Dataset entries:
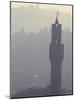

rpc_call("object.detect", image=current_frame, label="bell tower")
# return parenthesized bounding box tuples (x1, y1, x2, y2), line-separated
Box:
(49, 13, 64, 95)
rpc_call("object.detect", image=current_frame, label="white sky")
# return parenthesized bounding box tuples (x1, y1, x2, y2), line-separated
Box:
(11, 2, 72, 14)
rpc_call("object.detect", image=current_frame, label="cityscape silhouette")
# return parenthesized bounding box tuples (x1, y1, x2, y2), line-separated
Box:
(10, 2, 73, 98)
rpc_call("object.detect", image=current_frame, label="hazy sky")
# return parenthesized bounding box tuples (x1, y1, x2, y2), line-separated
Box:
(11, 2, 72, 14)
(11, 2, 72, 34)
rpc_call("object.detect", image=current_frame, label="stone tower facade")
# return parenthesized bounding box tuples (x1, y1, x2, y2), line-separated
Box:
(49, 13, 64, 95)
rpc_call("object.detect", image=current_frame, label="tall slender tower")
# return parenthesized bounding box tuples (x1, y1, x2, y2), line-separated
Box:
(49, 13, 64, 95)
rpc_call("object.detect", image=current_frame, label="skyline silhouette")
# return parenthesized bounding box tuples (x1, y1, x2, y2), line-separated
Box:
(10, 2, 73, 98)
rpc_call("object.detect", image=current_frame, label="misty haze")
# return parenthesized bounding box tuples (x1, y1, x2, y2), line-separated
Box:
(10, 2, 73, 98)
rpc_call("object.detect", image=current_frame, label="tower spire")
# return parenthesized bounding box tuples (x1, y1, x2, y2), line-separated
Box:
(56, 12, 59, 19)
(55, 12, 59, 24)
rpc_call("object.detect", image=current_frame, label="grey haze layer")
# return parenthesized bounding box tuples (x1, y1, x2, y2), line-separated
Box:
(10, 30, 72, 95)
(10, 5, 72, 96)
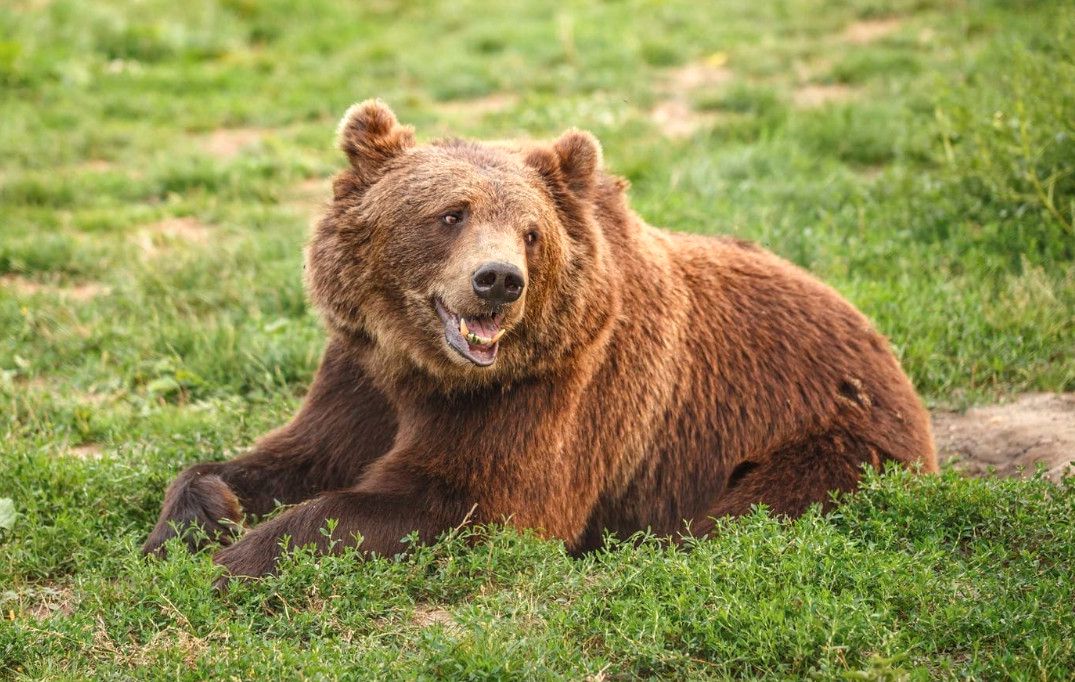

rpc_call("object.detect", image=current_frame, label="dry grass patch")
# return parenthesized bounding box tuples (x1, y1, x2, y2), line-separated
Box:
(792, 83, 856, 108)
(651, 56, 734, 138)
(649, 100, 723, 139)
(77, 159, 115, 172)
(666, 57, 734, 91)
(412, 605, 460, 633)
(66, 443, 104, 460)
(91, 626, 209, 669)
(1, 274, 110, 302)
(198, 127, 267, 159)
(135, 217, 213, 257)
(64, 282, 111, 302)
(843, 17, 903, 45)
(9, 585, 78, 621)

What the exercise asks -
The entries are to be transcribed in full. Their pictures are not.

Answer to this exercise -
rpc_call("object.detect", image=current_frame, label="bell tower")
# return parenthesized bounding box tuples (x1, y1, x2, y2), line-separated
Box:
(49, 13, 64, 95)
rpc_call("object.detect", image=current_frame, label="white sky")
# return parenthesized bounding box tuples (x1, y1, x2, y2), line-separated
Box:
(11, 2, 72, 14)
rpc_call("object.detect", image=current_frame, label="cityscape silhouette")
# return parenthesized bounding box tuples (x1, y1, x2, y2), line-separated
Box:
(10, 2, 73, 98)
rpc_call("object.detect", image=current_frame, label="hazy sky")
# return parenthesized bounding box tuples (x1, y1, x2, y2), line-separated
Box:
(11, 2, 72, 14)
(11, 2, 72, 34)
rpc_call("object.detect", image=current_frame, label="stone tower facade")
# return parenthesized bounding box tuples (x1, y1, x2, y2), line-separated
Box:
(49, 13, 64, 95)
rpc_call("object.detect", image=current_frame, label="tall slender tower")
# return parenthesized bounding box tuples (x1, y1, x2, y2), line-separated
Box:
(49, 13, 64, 95)
rpc_call("object.detect", image=current_frame, label="skyline silhouette")
# return parenthesized bounding box tuples (x1, y1, x2, y2), line-separated
Box:
(10, 2, 73, 98)
rpc_call("object.detect", image=current_frame, label="misty haze")
# return parenthesized bounding box tuples (x1, y1, x2, y2), line-separated
Box:
(10, 2, 73, 98)
rpc_call("object.detect", image=current_frame, label="tower spire")
# return parenthesized bounding box tuples (x1, y1, x2, y2), line-separated
Box:
(56, 12, 59, 19)
(55, 12, 59, 24)
rpc_call("object.detect", image=current_frame, label="grey haze layer")
# return parenthesized bounding box tuples (x1, y1, x2, y2), line-separated
Box:
(10, 30, 72, 95)
(10, 5, 72, 96)

rpc_call("object.detect", image=current_frame, label="dry grass patch")
# return parenthesized bounding box tuples (x1, y1, x2, y2), line-separated
Box:
(792, 83, 856, 108)
(651, 56, 734, 138)
(649, 100, 723, 139)
(77, 159, 115, 172)
(666, 57, 734, 91)
(412, 605, 460, 633)
(66, 443, 104, 460)
(91, 626, 209, 669)
(1, 274, 110, 302)
(198, 127, 267, 159)
(135, 217, 213, 257)
(64, 282, 111, 302)
(843, 17, 903, 45)
(9, 585, 78, 621)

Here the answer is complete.